*** Texto del documento
Sigue siendo gracioso, pero no tan gracioso como antes

Hay un mito, para mí, incomprensible: el de que trabajando detrás de una barra se aprenden cosas valiosísimas y se oyen historias hilarantes. Yo trabajé durante años en unas cuantas y jamás escuché nada gracioso ni, por supuesto, aprendí nada en absoluto. Igual es cosa mía, que soy un amargao y un juzgamundos. El humor es muy delicado y, como el sueño, huye a la misma velocidad de la del ahínco con el que se le persiga. Hablar de humor no resulta gracioso. Su mecanismo es demasiado parecido al del miedo. Como experimento fácil: no te puede hacer cosquillas alguien que te intimide. Traté de sistematizar sus resortes y hasta de escribir una historia del asunto: con el Philogelos, los bufones altomedievales, los juglares, los arlequines, el payaso Augusto y esas mierdas. Tediosísimo. Lo juro. Este tipo de recopilaciones suelen contar el chiste estadísticamente —o eso aseveran— más gracioso del mundo: el del cazador que telefonea pidiendo ayuda porque cree que ha matado accidentalmente a su compañero. La policía o el médico le dice que se asegure de que está muerto. Se hace un silencio, se escucha un disparo y, al cabo de un rato el hombre dice: Seguro. Pero hay un chiste clásico mucho más poderoso, que se puede contar de muchas maneras y en diferentes formatos. Ahí va: un fulano trata de convencer a un productor de las excelencias de un número de variedades. Se trata de una familia, –describe con gran entusiasmo–: el padre, la madre, un niño pequeño, una niña pequeña, el abuelito, la abuelita… y procede a narrar lo que llevarían a cabo en el escenario. Puede ser tan disparatado y prolijo como uno quiera, pero tiene que quedar claro que habrá incestos varios, abusos sexuales violentos en muchas posturas con profusión de emisiones, coprofagia, mutilaciones y hasta canibalismo. Es más divertido, claro, cuanto más se escalen los disparates y atrocidades y se prolongue el espanto del promotor teatral que, por fin, y absolutamente horrorizado, pregunta cómo se llama el número. Aquí, aliviado, el protagonista exclama: ¡Los Aristócratas! No sé. Igual solo nos hace gracia a los del oficio, pero yo creo que ahí está todo.
******
*** Extractos de datos
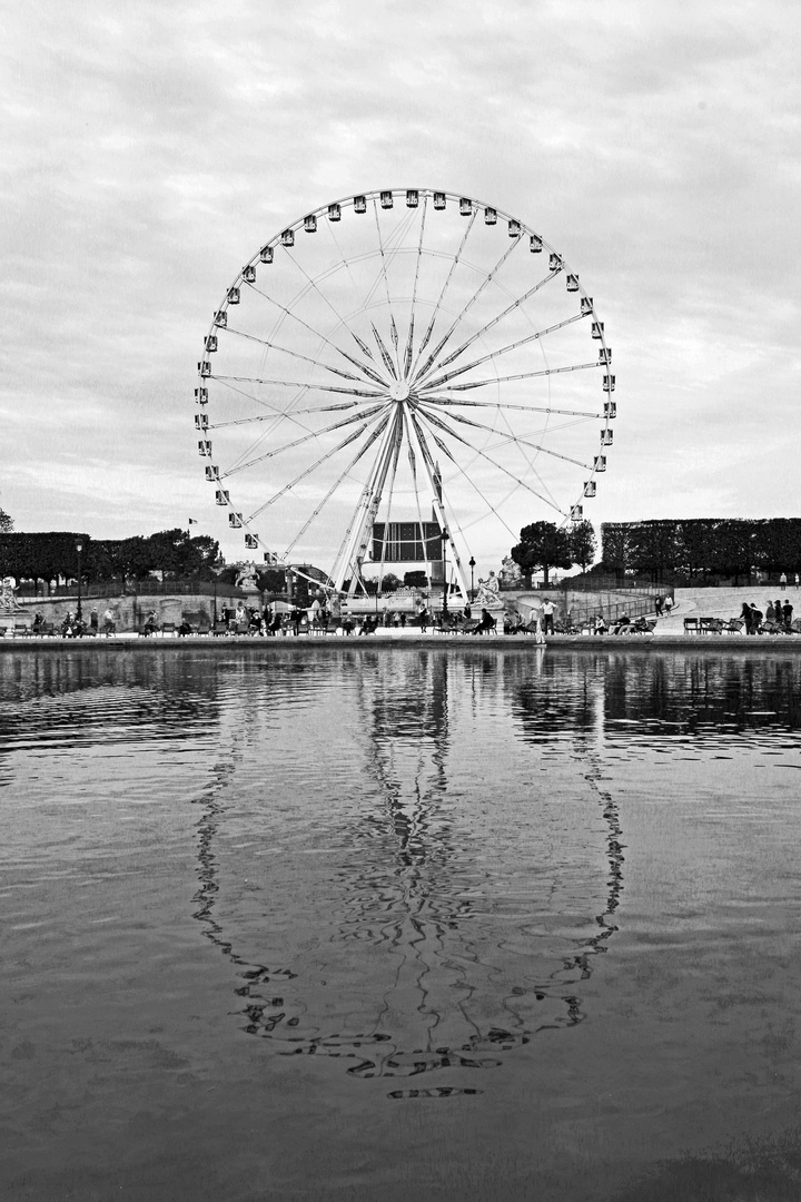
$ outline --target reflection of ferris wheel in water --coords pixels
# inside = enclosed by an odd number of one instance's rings
[[[353,594],[444,561],[466,594],[472,554],[584,518],[614,387],[593,300],[539,234],[393,189],[310,213],[243,268],[205,338],[195,423],[217,504],[268,563]]]

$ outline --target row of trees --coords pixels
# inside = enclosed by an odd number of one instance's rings
[[[80,557],[77,545],[82,545]],[[136,579],[153,572],[165,577],[211,579],[222,566],[220,547],[208,535],[191,538],[186,530],[161,530],[132,538],[90,538],[72,531],[14,534],[0,531],[0,575],[17,581],[74,579],[85,582]]]
[[[590,522],[578,522],[569,530],[552,522],[532,522],[520,531],[520,542],[510,555],[525,577],[526,588],[531,588],[533,572],[542,571],[545,587],[551,567],[579,564],[586,572],[596,552],[596,534]]]
[[[801,571],[801,518],[605,522],[602,566],[662,582]]]

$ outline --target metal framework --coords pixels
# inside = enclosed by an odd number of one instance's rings
[[[217,504],[268,561],[318,564],[353,595],[378,519],[416,520],[425,546],[430,508],[467,596],[474,554],[538,517],[582,519],[614,388],[594,303],[540,234],[383,189],[305,214],[243,267],[204,339],[195,427]]]

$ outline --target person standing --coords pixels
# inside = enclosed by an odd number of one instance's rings
[[[543,633],[544,635],[552,635],[554,633],[554,608],[555,608],[554,602],[549,597],[545,597],[544,601],[543,601],[543,603],[539,607],[539,612],[543,615]]]

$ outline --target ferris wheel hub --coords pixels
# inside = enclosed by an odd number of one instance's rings
[[[406,400],[410,392],[411,388],[406,380],[396,380],[389,387],[389,395],[393,398],[393,400]]]

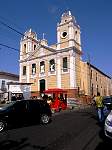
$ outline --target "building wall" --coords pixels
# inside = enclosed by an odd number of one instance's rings
[[[85,95],[96,95],[98,91],[102,95],[110,95],[112,92],[110,78],[81,59],[80,34],[80,27],[70,12],[62,14],[61,21],[57,25],[57,43],[54,45],[48,46],[47,40],[44,38],[38,40],[36,33],[31,29],[25,32],[26,36],[20,42],[20,82],[33,83],[31,85],[32,92],[40,91],[40,80],[44,79],[45,89],[63,88],[68,91],[69,97],[74,97],[78,90]],[[34,48],[35,45],[36,48]],[[66,72],[63,71],[64,57],[67,57]],[[51,59],[55,60],[55,71],[52,73],[49,69]],[[44,73],[40,73],[41,61],[45,62]],[[36,74],[34,75],[32,75],[33,63],[36,64]],[[23,75],[23,66],[27,68],[26,75]]]
[[[91,84],[91,89],[90,89]],[[111,95],[111,78],[86,62],[81,62],[81,90],[86,95]]]

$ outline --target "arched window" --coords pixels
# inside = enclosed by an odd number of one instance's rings
[[[41,61],[40,62],[40,73],[44,73],[45,72],[45,62]]]
[[[36,64],[32,64],[32,74],[36,74]]]
[[[68,63],[67,63],[67,57],[63,58],[63,71],[68,71]]]
[[[23,66],[23,75],[26,75],[26,66]]]
[[[24,44],[23,53],[24,53],[24,54],[26,53],[26,44]]]
[[[55,60],[54,60],[54,59],[51,59],[51,60],[49,61],[49,70],[50,70],[51,72],[55,71]]]

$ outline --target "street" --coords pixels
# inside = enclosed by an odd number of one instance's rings
[[[30,125],[0,133],[0,150],[105,150],[112,147],[103,135],[94,109],[53,114],[48,125]]]

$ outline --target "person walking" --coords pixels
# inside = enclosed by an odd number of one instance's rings
[[[96,103],[99,122],[102,123],[104,121],[104,112],[103,112],[104,104],[103,104],[103,97],[100,96],[99,92],[97,93],[97,96],[95,97],[95,103]]]

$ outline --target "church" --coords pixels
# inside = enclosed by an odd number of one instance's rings
[[[38,96],[46,89],[66,89],[76,94],[112,94],[112,80],[101,70],[82,60],[81,31],[70,11],[57,24],[57,42],[48,45],[31,29],[20,41],[19,82],[32,83],[31,93]]]

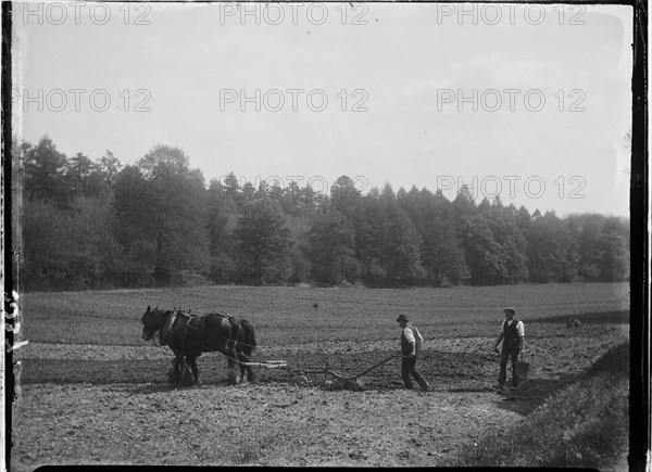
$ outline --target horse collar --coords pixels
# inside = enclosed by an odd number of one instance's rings
[[[161,335],[159,336],[159,340],[160,340],[162,346],[167,344],[167,334],[170,333],[170,330],[172,329],[174,321],[176,320],[176,315],[177,315],[176,310],[172,310],[172,312],[170,314],[170,317],[167,318],[167,321],[165,322],[165,324],[163,326],[163,329],[161,330]]]

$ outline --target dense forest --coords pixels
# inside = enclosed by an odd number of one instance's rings
[[[47,136],[12,143],[14,280],[21,290],[215,283],[447,286],[622,281],[629,220],[532,214],[468,188],[453,201],[390,183],[366,194],[289,182],[206,183],[178,148],[134,165]],[[279,174],[283,169],[279,169]],[[226,173],[225,173],[226,174]],[[17,218],[17,220],[16,220]],[[202,280],[203,280],[202,279]]]

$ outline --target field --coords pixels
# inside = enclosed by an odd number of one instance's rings
[[[369,290],[195,286],[32,293],[20,299],[21,396],[13,470],[40,464],[438,465],[518,424],[611,346],[628,340],[627,284]],[[330,391],[324,377],[256,368],[229,386],[226,359],[198,359],[202,385],[170,388],[167,348],[141,340],[148,305],[220,310],[256,329],[254,360],[356,374],[399,347],[405,314],[426,339],[432,391],[405,391],[393,359]],[[531,371],[497,394],[502,308],[526,326]],[[566,319],[582,320],[580,329]],[[537,465],[536,458],[529,465]]]

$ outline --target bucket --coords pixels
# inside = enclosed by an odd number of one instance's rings
[[[516,360],[516,377],[518,380],[527,379],[527,371],[529,370],[529,362],[522,356]]]

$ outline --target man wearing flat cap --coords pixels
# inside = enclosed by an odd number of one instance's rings
[[[505,386],[507,378],[507,360],[512,358],[512,386],[518,385],[518,377],[516,375],[516,359],[523,352],[523,344],[525,342],[525,327],[523,321],[514,319],[516,310],[509,306],[504,309],[505,320],[502,323],[502,330],[496,340],[493,350],[497,353],[498,345],[503,343],[502,349],[500,350],[500,373],[498,375],[498,388],[502,390]]]
[[[399,315],[397,322],[401,327],[401,378],[405,384],[405,388],[412,390],[412,378],[419,384],[424,391],[430,390],[430,384],[416,370],[416,356],[421,348],[424,339],[414,324],[410,322],[405,315]]]

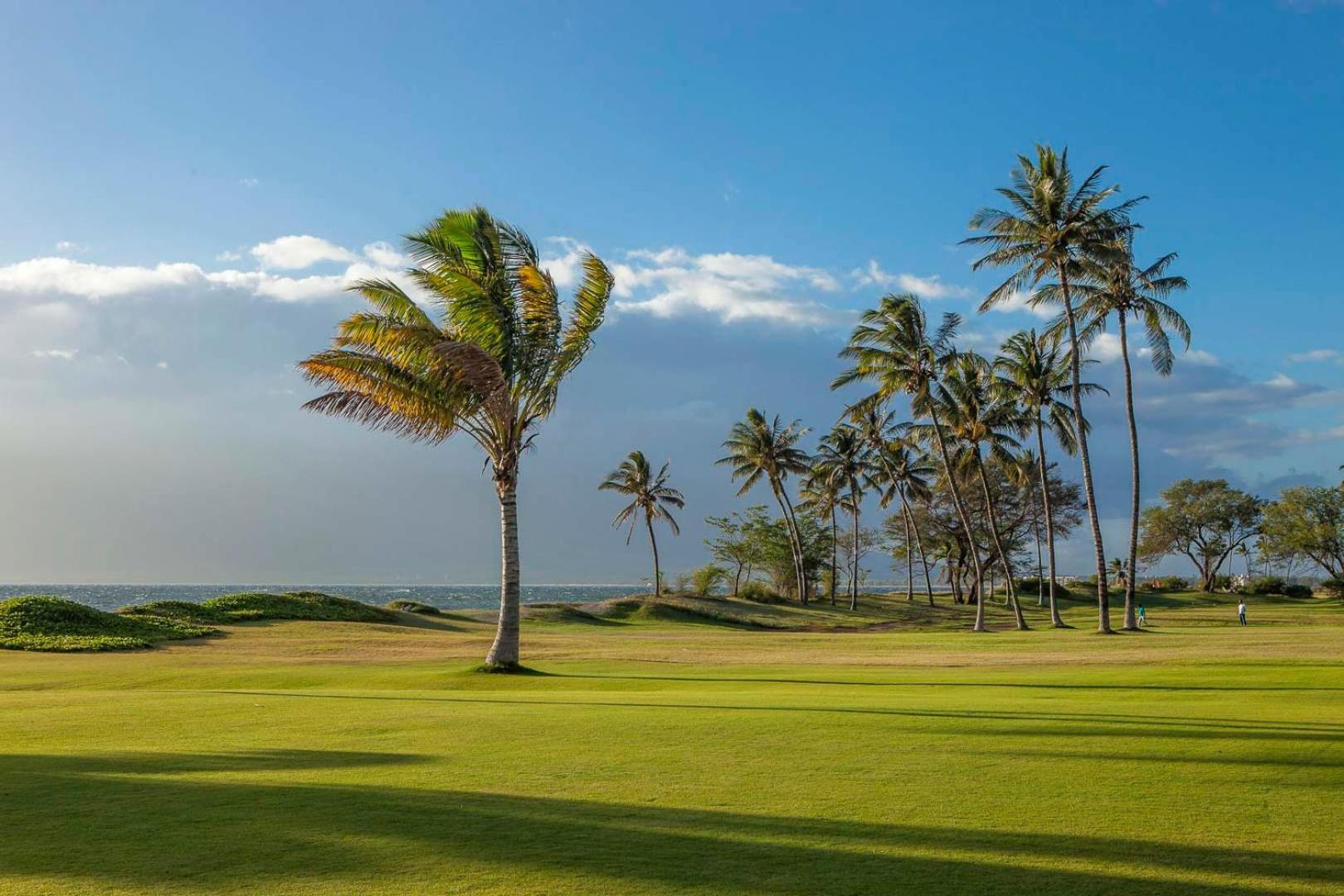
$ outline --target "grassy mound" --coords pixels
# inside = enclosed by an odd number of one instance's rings
[[[200,606],[207,611],[222,613],[233,622],[254,619],[396,622],[396,614],[391,610],[320,591],[288,591],[285,594],[243,591],[203,600]]]
[[[401,610],[402,613],[418,613],[426,617],[441,617],[444,613],[429,603],[421,603],[419,600],[407,600],[405,598],[398,598],[396,600],[387,602],[388,610]]]
[[[0,647],[9,650],[134,650],[216,629],[152,614],[118,615],[50,595],[0,600]]]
******
* _Enunciado de tarea_:
En el texto sobre el humor, ¿cómo se llama el número de variedades del chiste clásico que se cuenta al final? Las entradas son un material aparte, sin relación con el texto.

* _Respuesta al ejercicio_:
Se llama «Los Aristócratas».